#### TASK TO CARRY OUT
Set down exactly the lines of the listing below that begin at the one containing "Target: clear blue sky" and end at the last line, both included.
= = = = = = =
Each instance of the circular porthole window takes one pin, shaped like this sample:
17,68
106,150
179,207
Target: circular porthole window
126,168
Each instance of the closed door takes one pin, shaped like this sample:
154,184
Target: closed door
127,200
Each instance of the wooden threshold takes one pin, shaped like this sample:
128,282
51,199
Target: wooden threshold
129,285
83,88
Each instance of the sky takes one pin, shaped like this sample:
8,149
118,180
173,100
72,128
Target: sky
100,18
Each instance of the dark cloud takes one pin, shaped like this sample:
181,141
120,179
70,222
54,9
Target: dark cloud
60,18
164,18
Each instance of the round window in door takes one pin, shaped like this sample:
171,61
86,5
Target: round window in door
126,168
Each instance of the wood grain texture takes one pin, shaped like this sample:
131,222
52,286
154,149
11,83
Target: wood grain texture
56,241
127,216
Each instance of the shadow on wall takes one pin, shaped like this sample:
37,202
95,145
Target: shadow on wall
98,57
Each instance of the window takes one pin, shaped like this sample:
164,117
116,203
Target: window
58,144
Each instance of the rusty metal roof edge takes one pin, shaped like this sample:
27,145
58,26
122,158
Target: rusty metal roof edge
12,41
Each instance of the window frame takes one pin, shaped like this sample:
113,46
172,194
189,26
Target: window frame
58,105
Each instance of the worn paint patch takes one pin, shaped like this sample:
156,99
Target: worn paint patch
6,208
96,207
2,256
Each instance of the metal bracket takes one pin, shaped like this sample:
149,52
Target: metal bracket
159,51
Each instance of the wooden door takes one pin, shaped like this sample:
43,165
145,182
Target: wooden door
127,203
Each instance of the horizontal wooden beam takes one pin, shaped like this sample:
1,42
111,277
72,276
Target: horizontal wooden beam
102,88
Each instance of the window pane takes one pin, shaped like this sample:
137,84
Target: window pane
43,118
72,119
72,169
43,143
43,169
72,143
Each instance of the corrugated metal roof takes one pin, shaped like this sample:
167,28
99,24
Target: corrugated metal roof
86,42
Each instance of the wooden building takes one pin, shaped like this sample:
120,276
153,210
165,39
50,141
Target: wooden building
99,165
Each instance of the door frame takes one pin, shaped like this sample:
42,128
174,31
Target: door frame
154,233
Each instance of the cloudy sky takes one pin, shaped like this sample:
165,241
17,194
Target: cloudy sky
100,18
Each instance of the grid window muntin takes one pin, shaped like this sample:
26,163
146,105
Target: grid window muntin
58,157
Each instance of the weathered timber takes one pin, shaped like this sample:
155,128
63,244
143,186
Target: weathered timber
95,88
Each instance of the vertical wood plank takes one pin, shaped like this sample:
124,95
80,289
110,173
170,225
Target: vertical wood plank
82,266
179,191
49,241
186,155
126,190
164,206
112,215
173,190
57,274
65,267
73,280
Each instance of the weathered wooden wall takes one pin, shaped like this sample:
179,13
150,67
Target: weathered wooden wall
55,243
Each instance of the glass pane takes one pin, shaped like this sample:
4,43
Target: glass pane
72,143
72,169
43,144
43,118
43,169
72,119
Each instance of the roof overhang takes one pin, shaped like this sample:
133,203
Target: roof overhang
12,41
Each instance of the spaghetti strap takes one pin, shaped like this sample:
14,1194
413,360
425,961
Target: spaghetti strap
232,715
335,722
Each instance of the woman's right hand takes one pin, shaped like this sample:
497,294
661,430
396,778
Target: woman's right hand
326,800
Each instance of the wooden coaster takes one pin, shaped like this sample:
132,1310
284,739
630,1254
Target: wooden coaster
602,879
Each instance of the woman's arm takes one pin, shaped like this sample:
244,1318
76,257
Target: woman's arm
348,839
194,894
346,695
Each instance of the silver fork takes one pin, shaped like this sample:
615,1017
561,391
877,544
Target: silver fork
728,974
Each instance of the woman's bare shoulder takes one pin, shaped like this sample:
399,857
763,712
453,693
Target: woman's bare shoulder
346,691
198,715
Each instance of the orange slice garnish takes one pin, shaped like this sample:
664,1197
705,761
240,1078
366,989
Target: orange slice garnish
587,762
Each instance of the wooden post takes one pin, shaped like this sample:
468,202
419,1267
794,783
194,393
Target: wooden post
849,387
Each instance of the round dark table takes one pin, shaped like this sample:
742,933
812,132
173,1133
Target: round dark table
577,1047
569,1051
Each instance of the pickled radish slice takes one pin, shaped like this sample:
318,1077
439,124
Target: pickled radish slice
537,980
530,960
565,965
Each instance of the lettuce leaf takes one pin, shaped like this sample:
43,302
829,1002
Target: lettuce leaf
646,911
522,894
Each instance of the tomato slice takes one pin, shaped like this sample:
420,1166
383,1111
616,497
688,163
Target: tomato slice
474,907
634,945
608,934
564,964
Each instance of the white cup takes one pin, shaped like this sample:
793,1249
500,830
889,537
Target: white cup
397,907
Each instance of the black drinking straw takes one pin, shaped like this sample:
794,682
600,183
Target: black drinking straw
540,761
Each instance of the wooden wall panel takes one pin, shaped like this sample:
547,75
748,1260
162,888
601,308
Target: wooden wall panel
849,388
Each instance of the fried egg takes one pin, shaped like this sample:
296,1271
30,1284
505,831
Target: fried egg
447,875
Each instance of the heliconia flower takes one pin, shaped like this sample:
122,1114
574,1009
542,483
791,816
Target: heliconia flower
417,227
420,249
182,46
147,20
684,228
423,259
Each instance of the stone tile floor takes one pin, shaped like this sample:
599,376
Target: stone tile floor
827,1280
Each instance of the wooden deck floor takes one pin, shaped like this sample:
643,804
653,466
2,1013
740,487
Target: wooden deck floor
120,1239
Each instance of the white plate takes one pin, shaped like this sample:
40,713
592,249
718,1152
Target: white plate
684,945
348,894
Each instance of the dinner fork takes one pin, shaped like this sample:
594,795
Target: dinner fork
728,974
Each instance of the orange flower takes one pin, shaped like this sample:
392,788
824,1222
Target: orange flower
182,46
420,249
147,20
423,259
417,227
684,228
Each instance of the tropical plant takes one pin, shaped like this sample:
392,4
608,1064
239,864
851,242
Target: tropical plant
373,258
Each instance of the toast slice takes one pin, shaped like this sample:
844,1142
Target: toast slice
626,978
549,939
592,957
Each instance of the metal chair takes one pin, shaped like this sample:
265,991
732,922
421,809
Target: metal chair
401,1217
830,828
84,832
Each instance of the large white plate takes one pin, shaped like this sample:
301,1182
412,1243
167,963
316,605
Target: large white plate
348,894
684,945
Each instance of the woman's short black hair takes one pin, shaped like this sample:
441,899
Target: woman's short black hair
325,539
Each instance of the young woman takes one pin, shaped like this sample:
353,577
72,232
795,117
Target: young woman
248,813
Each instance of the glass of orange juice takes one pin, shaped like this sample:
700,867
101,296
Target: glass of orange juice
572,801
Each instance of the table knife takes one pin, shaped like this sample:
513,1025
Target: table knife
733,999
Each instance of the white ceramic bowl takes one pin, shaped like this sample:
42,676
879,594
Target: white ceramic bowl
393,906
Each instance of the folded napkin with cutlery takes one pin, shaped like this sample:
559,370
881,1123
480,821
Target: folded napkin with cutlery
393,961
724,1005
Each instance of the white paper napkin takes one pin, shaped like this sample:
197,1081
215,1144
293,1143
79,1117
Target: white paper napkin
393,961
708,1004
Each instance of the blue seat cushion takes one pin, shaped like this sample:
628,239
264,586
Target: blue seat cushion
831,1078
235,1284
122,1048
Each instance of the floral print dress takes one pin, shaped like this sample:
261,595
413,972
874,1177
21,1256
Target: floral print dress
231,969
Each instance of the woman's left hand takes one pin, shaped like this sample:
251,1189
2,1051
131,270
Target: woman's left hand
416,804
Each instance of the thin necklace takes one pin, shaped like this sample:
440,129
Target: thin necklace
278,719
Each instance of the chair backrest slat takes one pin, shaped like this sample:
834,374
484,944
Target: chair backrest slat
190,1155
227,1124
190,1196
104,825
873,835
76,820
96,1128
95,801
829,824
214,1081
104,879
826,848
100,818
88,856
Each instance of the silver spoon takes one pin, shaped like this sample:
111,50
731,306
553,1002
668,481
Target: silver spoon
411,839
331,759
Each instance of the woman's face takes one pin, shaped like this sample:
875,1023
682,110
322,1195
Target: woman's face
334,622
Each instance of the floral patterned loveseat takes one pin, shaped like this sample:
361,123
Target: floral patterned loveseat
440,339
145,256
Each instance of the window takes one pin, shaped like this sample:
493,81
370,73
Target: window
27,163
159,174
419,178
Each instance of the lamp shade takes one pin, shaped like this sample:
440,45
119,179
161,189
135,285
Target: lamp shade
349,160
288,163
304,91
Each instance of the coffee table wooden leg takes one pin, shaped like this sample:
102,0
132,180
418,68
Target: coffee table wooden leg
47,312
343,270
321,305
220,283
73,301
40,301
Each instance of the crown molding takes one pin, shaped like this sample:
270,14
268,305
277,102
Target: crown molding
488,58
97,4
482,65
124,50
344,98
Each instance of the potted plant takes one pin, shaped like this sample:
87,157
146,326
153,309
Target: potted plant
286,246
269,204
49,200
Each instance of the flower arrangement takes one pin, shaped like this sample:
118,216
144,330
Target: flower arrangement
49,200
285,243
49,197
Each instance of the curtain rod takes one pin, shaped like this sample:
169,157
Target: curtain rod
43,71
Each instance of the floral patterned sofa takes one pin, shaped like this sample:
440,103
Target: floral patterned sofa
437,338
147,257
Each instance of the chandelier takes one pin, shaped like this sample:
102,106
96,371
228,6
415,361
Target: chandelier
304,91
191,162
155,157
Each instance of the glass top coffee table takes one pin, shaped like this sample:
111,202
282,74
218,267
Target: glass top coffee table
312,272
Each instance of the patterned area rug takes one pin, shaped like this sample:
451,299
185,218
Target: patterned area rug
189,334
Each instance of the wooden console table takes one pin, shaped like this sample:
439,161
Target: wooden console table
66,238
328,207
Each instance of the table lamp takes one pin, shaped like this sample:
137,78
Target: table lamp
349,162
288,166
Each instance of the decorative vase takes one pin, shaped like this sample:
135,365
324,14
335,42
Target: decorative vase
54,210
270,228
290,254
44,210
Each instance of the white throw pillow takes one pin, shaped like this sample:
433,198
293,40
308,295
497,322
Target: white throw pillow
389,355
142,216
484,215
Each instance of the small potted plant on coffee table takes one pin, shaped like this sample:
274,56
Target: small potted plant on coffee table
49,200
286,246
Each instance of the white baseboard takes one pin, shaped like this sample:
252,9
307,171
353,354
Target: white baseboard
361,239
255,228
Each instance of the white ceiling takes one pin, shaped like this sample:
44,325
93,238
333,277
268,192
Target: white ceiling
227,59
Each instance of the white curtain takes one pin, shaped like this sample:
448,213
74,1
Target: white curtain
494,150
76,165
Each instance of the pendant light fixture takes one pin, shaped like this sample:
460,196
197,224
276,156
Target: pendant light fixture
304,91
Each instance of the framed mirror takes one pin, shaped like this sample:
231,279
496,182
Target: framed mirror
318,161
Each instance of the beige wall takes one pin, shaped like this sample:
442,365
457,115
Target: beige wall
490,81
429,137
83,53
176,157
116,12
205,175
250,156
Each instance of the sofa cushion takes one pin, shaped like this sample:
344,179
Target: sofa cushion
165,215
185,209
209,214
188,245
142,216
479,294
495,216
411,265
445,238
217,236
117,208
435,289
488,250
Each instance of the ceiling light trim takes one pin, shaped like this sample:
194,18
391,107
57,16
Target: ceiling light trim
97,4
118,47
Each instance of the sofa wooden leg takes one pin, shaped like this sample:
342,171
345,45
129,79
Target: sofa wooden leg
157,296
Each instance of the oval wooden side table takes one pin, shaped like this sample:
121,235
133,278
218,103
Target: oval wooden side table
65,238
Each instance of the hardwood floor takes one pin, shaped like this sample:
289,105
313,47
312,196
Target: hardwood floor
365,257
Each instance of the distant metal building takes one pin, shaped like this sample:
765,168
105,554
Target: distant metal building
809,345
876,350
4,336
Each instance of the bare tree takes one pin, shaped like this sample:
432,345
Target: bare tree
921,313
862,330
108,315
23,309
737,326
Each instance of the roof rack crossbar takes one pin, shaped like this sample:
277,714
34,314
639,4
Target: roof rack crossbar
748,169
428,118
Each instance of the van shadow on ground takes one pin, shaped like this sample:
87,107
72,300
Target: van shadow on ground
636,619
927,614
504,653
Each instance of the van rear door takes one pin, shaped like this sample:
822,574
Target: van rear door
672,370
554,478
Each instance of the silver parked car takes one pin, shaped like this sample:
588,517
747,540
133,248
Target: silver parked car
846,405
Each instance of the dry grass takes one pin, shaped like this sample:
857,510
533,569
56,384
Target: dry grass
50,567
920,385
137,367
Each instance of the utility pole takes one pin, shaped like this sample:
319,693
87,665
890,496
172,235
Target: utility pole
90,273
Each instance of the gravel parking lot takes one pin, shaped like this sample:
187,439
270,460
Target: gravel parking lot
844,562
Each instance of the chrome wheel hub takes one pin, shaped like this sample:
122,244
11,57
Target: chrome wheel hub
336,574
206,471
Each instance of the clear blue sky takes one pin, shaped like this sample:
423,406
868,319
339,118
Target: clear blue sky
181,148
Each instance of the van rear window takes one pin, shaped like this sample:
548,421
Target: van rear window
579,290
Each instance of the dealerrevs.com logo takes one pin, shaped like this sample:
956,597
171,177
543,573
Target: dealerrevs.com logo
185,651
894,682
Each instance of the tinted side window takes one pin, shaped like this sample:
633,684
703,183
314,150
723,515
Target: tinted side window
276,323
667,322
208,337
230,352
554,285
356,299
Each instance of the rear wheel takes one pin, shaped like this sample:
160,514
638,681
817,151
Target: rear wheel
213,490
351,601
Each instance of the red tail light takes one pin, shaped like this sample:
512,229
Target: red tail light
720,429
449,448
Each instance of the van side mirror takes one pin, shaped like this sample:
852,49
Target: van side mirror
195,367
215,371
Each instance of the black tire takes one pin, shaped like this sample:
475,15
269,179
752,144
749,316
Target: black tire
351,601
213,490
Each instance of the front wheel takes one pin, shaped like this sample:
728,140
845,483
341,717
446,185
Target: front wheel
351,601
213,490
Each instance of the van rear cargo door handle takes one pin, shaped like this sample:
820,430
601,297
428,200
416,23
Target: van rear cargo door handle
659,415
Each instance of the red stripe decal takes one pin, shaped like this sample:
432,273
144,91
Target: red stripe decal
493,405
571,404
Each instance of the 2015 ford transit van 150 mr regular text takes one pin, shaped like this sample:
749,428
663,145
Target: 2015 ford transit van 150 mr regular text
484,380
= = = = = = =
#### RESULT
Target: clear blue sky
181,148
Each instance of the van rear window takes one pin, shaped like this sample:
548,421
Target: van rear window
579,290
Each instance of the dealerrevs.com logo takes one pin, shaped like this sample:
956,597
171,177
543,573
Target: dealerrevs.com logo
185,651
894,682
Each instance of the tinted side window takes one pin, shaped like this sample:
633,684
703,183
314,150
723,515
Target: tinted side window
276,323
667,322
208,337
230,352
554,285
356,299
Each instance of the rear wheel takes one pin, shaped like this sample:
160,514
638,681
817,151
Target: rear wheel
213,490
351,601
Each instance of the red tail light takes one pin, shaped like this sample:
512,229
Target: red tail light
720,429
449,448
Each instance of the van side mirror takes one pin, shaped like this sample:
852,49
Target: van side mirror
195,367
215,371
Each instance of the black tire takes one pin, shaped like this sample:
475,15
269,179
752,144
749,316
Target: black tire
351,601
213,490
Each instance of the front wheel takes one pin, shaped like this sample:
728,140
845,483
341,717
446,185
Target: front wheel
351,601
213,490
Each instance of the van rear cargo door handle takes one pin, shaped like this sample:
820,430
601,297
428,200
416,23
Target: van rear cargo door handle
659,415
Each instance of the red stripe decal takes one pin, shaped like this sample:
432,273
144,91
Target: red stripe decal
493,405
571,404
Each instance of the 2015 ford transit van 150 mr regular text takes one pin, shaped like this sample:
749,428
663,145
Target: 2015 ford transit van 150 mr regular text
484,380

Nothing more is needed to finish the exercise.